[START OF Source material]
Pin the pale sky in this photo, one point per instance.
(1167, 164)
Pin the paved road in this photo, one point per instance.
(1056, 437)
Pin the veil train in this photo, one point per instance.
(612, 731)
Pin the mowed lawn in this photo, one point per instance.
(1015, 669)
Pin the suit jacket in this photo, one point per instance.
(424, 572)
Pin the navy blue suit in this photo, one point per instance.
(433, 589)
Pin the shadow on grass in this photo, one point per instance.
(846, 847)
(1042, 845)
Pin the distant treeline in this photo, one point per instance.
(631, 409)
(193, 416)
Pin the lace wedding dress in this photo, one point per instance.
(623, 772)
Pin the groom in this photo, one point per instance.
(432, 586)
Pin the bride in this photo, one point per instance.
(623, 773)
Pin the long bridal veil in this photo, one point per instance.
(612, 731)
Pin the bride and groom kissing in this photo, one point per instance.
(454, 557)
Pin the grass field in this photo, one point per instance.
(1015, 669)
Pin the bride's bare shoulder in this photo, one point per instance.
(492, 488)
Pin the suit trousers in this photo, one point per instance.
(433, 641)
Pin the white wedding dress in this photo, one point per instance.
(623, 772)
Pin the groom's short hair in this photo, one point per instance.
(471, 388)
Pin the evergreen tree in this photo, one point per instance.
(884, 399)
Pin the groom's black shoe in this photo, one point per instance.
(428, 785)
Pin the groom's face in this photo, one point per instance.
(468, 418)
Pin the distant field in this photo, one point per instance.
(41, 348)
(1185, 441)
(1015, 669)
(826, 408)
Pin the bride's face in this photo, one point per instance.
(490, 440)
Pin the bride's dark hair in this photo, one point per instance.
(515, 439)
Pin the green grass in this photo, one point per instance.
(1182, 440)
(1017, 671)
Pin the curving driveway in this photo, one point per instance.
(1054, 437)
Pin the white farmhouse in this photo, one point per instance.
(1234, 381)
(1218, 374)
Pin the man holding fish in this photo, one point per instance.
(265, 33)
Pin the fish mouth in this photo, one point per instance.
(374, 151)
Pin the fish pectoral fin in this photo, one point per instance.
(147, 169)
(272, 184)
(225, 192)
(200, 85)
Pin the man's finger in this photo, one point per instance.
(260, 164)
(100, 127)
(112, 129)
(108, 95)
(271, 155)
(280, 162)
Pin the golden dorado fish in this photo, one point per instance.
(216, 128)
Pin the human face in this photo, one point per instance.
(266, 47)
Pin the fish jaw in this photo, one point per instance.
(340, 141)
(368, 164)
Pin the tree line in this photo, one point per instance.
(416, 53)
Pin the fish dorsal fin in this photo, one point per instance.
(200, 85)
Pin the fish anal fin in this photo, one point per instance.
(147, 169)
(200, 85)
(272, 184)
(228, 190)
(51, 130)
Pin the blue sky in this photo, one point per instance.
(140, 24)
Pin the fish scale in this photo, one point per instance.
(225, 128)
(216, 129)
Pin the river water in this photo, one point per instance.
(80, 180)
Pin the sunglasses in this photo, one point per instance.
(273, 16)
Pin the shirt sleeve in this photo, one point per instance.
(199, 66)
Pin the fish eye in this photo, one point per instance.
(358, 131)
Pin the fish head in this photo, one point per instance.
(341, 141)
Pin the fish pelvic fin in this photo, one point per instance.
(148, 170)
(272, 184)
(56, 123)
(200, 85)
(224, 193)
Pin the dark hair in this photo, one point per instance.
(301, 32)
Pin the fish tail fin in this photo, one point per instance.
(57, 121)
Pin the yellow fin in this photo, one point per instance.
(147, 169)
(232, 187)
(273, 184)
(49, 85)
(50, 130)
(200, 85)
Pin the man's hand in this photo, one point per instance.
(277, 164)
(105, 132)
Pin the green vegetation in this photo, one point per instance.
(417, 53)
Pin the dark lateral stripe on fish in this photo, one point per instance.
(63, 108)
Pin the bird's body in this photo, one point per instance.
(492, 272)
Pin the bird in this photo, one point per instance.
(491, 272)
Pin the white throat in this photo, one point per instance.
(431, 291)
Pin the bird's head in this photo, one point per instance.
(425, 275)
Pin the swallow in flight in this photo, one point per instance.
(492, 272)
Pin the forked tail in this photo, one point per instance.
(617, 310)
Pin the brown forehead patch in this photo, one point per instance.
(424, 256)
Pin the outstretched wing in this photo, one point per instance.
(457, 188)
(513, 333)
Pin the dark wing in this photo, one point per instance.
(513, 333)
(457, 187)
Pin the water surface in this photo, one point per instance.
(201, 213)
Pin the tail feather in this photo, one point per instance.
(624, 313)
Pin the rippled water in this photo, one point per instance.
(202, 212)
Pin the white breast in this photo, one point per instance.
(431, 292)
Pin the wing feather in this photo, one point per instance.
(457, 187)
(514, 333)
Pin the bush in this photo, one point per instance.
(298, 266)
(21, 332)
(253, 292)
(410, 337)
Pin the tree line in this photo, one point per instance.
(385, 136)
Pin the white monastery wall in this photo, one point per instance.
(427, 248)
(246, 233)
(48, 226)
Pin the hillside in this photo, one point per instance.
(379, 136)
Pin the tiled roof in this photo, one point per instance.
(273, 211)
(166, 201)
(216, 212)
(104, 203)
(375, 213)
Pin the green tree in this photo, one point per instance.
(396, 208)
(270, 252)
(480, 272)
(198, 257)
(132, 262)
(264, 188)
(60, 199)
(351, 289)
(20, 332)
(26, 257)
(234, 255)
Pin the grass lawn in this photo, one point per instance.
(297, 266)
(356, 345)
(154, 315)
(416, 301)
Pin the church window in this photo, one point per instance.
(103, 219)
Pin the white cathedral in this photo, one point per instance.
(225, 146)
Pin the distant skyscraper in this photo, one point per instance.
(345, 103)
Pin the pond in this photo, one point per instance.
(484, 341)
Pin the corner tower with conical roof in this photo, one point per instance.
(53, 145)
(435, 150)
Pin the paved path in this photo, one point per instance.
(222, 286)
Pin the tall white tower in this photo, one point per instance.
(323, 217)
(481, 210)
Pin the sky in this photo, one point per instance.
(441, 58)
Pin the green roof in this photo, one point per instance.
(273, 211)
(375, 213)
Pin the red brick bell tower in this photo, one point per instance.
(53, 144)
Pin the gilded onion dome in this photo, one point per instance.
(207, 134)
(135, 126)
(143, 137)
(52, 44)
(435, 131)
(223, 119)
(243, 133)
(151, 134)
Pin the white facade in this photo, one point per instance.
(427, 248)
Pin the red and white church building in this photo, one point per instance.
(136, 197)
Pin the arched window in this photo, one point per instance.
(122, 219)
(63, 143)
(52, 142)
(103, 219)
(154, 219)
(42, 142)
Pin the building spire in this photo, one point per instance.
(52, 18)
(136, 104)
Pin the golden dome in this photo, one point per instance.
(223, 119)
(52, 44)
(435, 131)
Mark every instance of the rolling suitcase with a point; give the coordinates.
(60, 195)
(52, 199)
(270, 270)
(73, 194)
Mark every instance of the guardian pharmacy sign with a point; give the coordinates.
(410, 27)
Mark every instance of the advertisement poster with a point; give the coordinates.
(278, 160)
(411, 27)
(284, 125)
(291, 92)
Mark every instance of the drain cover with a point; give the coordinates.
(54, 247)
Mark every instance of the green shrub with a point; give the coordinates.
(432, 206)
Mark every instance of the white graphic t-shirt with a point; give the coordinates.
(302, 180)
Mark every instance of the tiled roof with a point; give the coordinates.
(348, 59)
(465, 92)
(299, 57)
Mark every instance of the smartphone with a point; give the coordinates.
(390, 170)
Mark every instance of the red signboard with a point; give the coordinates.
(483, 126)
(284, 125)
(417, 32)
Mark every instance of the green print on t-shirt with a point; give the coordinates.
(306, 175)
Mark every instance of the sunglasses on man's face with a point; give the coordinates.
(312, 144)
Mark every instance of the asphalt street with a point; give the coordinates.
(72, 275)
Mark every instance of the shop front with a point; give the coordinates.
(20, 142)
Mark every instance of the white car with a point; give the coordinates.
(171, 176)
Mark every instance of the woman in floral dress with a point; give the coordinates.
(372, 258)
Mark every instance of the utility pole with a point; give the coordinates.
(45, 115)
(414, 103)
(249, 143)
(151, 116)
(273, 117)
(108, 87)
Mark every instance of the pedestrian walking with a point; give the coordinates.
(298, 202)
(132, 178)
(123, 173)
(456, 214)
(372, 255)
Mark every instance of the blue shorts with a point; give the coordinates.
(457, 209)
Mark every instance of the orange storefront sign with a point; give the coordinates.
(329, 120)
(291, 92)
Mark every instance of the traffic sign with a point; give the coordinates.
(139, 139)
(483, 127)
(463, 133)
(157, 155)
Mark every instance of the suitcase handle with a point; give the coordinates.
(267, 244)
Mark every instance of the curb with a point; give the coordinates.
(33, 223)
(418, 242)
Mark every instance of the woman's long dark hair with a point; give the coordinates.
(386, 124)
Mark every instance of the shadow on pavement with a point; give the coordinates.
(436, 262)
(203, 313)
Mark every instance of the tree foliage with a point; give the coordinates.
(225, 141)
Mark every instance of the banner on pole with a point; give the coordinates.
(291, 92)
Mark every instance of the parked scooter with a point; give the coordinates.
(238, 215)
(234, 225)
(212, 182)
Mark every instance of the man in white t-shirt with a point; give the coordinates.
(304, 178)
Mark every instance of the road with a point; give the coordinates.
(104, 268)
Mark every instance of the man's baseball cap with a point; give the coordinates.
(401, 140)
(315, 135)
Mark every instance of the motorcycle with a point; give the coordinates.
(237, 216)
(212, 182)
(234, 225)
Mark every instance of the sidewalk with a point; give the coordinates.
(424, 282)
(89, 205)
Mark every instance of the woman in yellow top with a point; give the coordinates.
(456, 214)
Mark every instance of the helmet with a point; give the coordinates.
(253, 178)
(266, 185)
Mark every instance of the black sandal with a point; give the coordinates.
[END OF Source material]
**Task statement**: Pull out every line from the one with "Mark every instance of the road" to the end of the listing, and output only those.

**Solution for this problem**:
Mark every instance of the road with a point; give the coordinates.
(104, 268)
Mark every instance of the man's baseball cap with a point; give the coordinates.
(401, 140)
(315, 135)
Mark every instance of the motorcycle with a point; give the coordinates.
(237, 216)
(212, 182)
(234, 225)
Mark every instance of the sidewalk with a point; give the coordinates.
(424, 282)
(89, 205)
Mark every instance of the woman in yellow top with a point; give the coordinates.
(456, 214)
Mark every instance of the helmet with a point; give the coordinates.
(253, 178)
(266, 185)
Mark every instance of the black sandal with a point; give the coordinates.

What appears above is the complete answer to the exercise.